SOURCE DATA —
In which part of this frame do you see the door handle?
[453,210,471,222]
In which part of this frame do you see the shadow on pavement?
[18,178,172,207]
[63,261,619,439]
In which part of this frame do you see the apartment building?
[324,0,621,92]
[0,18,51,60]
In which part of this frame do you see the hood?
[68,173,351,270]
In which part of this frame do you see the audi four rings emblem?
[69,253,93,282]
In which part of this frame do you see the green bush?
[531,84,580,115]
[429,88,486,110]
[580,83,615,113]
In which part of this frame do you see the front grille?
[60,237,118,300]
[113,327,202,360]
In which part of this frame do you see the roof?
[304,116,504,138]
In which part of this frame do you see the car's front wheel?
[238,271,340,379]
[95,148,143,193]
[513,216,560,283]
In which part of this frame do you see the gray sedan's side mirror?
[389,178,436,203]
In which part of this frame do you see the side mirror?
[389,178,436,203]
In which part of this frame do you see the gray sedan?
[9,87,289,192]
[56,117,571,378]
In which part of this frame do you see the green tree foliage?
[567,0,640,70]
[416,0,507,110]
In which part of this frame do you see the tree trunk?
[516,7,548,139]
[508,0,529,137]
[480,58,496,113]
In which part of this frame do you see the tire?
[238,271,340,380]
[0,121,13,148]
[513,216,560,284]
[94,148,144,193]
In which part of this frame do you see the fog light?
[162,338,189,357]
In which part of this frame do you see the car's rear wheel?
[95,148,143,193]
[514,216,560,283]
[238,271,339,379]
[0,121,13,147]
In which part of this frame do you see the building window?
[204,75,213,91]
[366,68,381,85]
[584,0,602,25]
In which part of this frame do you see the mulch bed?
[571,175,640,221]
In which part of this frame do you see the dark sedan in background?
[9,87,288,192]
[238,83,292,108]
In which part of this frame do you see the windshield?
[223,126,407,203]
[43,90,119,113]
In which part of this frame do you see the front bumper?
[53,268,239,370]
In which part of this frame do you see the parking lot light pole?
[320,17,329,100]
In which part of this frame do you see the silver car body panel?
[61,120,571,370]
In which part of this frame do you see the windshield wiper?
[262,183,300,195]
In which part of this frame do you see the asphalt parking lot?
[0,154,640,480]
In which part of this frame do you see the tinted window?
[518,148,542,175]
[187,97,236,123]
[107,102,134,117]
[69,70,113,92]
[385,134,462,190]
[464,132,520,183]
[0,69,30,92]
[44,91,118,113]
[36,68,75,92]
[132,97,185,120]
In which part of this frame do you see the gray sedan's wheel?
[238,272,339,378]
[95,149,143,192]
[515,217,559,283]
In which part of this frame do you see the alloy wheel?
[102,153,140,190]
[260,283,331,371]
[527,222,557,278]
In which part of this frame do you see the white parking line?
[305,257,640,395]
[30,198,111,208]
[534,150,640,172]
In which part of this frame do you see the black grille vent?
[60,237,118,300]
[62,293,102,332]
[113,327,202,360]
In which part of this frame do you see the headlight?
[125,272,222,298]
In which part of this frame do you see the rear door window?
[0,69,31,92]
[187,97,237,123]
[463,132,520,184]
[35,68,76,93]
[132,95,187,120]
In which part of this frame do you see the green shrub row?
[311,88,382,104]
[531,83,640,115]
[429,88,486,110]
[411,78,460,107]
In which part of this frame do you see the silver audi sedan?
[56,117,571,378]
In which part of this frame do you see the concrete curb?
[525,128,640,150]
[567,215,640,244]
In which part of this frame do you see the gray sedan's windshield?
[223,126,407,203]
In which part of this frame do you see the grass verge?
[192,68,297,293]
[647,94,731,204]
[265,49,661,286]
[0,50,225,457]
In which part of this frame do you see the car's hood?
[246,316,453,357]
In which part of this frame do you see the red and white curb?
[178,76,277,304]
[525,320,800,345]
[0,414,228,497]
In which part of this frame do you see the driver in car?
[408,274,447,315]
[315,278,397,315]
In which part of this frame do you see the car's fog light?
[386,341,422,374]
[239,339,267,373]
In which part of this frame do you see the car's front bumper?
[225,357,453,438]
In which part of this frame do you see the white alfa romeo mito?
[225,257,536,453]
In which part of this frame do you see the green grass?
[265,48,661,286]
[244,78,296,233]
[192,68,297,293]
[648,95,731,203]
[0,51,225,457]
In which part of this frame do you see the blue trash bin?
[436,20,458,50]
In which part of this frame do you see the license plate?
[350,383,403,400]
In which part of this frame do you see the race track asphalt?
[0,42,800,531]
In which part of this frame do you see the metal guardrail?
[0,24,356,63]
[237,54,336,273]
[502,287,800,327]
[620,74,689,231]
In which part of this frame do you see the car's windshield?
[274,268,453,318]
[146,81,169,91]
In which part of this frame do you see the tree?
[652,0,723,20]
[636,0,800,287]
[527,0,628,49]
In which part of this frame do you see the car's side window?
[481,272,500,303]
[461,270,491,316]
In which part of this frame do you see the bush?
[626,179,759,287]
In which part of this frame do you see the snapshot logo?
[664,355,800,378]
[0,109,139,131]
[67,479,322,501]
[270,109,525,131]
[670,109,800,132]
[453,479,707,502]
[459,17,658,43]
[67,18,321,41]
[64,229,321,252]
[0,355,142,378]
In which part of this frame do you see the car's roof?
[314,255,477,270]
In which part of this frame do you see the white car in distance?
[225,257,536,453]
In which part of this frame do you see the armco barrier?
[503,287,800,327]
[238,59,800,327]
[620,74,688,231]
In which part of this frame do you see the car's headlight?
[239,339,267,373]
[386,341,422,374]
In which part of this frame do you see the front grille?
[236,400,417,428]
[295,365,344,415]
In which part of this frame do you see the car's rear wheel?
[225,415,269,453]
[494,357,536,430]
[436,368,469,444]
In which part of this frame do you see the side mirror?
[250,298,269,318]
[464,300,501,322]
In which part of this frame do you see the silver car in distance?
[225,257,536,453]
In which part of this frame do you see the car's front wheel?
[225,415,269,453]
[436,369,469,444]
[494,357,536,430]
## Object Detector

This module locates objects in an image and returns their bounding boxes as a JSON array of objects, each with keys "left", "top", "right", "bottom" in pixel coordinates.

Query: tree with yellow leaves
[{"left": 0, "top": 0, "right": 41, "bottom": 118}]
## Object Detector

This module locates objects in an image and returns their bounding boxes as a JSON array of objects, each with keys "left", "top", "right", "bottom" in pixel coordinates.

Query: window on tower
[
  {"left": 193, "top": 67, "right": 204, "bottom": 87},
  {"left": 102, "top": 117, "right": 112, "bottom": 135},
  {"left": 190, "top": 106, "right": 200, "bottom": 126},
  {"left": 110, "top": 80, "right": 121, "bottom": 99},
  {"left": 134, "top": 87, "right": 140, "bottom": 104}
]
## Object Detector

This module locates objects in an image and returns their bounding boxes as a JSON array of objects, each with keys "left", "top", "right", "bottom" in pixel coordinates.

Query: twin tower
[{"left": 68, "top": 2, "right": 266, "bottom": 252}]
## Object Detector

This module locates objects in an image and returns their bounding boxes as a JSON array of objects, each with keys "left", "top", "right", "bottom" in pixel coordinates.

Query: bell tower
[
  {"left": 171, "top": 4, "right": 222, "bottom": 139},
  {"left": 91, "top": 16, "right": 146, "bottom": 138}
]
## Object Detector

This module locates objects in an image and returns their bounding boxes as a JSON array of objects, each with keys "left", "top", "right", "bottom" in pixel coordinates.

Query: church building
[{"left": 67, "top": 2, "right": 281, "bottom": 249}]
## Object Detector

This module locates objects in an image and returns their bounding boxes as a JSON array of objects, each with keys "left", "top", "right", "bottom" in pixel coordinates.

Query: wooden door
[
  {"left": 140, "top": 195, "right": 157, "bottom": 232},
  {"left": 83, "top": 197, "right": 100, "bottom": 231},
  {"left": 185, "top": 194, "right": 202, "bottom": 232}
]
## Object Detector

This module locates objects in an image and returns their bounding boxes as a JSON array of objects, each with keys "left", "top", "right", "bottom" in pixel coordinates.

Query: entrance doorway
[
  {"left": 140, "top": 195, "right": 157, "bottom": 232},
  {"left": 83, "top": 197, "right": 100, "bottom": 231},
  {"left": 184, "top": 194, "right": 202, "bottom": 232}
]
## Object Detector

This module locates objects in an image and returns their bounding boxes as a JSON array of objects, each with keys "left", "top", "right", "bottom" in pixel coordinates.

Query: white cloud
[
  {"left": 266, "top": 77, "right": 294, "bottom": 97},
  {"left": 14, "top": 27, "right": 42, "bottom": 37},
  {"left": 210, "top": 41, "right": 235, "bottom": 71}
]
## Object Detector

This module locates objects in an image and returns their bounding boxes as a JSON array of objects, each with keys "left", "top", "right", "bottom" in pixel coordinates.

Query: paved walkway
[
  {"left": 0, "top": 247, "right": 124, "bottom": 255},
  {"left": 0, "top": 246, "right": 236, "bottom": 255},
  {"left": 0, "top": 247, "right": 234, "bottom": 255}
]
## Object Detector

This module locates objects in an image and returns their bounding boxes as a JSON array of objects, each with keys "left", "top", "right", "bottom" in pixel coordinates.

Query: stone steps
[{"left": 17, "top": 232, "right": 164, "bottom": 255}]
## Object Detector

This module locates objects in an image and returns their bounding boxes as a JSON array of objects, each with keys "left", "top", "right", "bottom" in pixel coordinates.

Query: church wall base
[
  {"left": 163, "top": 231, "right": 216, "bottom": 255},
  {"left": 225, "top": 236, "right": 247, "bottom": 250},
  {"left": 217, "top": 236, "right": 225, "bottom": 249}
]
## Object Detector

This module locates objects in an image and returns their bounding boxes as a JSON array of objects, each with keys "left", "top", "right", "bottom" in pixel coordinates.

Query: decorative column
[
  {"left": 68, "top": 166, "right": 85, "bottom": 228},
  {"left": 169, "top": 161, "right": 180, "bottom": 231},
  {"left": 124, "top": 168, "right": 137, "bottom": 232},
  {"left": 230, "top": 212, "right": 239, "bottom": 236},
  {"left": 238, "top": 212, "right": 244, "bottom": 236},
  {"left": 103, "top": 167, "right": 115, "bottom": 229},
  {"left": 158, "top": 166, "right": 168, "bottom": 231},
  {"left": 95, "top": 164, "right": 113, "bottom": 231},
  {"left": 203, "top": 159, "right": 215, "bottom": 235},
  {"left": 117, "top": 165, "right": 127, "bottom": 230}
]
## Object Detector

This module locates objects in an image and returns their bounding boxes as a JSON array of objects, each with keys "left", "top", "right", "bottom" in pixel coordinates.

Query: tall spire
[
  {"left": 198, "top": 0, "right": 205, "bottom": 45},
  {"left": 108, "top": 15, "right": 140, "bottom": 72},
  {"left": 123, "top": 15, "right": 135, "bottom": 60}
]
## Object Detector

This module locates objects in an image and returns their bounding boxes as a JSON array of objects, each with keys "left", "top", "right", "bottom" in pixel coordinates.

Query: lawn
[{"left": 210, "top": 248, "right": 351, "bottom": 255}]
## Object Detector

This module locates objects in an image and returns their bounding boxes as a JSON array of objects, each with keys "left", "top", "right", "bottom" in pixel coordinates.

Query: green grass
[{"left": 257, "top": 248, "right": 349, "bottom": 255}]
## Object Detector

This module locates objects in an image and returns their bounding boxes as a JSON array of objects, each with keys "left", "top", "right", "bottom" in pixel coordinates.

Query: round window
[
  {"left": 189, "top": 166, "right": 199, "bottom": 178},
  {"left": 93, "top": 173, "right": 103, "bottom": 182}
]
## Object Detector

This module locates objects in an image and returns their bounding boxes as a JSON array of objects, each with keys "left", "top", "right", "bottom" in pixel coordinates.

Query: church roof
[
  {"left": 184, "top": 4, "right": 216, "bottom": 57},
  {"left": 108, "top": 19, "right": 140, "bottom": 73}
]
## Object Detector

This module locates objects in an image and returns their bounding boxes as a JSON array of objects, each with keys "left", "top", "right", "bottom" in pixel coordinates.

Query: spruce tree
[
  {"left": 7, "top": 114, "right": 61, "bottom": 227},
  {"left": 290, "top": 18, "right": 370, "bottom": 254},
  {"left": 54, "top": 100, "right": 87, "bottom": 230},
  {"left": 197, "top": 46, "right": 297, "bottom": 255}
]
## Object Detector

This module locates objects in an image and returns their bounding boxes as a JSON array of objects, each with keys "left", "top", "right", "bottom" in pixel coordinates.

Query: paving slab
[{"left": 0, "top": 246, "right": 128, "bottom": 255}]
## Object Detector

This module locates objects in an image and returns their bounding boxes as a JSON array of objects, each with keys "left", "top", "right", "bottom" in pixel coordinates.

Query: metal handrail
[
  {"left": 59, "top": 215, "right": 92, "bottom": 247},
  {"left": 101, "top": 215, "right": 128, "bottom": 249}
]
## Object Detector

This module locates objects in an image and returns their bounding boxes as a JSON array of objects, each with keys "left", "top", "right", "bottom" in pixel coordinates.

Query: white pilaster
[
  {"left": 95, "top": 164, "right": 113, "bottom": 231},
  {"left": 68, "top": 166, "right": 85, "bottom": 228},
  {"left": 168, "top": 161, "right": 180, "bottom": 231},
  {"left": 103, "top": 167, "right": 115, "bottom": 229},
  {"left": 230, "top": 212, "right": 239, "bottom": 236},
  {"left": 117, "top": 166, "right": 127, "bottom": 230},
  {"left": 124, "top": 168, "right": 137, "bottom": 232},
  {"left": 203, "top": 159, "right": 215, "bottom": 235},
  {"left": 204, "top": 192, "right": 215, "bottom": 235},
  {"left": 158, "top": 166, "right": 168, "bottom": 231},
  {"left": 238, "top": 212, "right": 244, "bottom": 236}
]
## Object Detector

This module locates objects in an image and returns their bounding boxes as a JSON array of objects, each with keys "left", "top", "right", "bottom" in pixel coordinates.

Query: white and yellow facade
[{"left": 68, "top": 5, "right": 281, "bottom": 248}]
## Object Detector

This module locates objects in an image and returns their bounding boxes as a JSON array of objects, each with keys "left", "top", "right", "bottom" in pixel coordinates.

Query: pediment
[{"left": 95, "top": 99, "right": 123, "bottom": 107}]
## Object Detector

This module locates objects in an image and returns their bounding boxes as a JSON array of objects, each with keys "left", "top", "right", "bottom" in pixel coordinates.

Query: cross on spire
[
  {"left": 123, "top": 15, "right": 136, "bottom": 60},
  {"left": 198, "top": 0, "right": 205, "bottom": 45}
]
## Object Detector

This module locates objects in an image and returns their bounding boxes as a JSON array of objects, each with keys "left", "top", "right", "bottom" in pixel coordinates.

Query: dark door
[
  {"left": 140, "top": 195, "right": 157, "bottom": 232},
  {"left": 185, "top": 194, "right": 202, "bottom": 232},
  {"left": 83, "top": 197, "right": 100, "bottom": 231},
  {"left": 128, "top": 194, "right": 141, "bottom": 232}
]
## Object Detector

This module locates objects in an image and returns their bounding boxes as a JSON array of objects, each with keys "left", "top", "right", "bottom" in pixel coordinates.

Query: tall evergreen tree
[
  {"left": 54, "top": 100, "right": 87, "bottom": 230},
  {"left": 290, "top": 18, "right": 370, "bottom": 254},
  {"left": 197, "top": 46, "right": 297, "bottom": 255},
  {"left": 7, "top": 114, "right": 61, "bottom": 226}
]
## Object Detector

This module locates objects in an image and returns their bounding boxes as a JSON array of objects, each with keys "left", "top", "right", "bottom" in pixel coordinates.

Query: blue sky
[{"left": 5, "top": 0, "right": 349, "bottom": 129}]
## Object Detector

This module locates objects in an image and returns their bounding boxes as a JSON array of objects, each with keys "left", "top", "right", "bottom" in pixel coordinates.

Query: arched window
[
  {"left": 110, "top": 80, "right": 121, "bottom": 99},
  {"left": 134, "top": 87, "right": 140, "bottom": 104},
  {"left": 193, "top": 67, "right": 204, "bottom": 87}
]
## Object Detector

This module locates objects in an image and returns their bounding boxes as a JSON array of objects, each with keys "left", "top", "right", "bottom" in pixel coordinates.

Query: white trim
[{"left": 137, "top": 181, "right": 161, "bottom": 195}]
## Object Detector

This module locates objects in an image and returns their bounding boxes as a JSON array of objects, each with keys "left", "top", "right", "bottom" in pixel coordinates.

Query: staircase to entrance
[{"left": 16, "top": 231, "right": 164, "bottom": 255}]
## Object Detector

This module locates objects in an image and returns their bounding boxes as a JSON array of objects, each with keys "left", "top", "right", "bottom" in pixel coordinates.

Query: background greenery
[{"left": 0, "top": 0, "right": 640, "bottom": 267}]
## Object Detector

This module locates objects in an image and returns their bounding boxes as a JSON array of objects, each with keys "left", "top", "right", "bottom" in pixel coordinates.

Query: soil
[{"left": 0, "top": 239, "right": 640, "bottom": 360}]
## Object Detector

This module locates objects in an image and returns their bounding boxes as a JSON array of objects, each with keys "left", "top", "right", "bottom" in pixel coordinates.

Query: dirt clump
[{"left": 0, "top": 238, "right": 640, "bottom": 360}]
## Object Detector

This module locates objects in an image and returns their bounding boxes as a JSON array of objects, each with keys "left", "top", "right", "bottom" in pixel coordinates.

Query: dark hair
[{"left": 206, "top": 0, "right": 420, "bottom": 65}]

GOAL — In the part of the material that opens with the line containing "the front bumper?" and closes with the line containing "[262,183,300,195]", swap "silver" for "gray". Give back only those lines, otherwise unchanged.

TASK ANSWER —
In which part of this frame do you see the front bumper?
[53,268,239,370]
In which part of this frame do you see the parking lot light pole?
[320,17,329,100]
In which part of this frame do you see the gray car body panel?
[61,120,571,370]
In which part of this frame do you see the windshield wiper?
[262,183,300,195]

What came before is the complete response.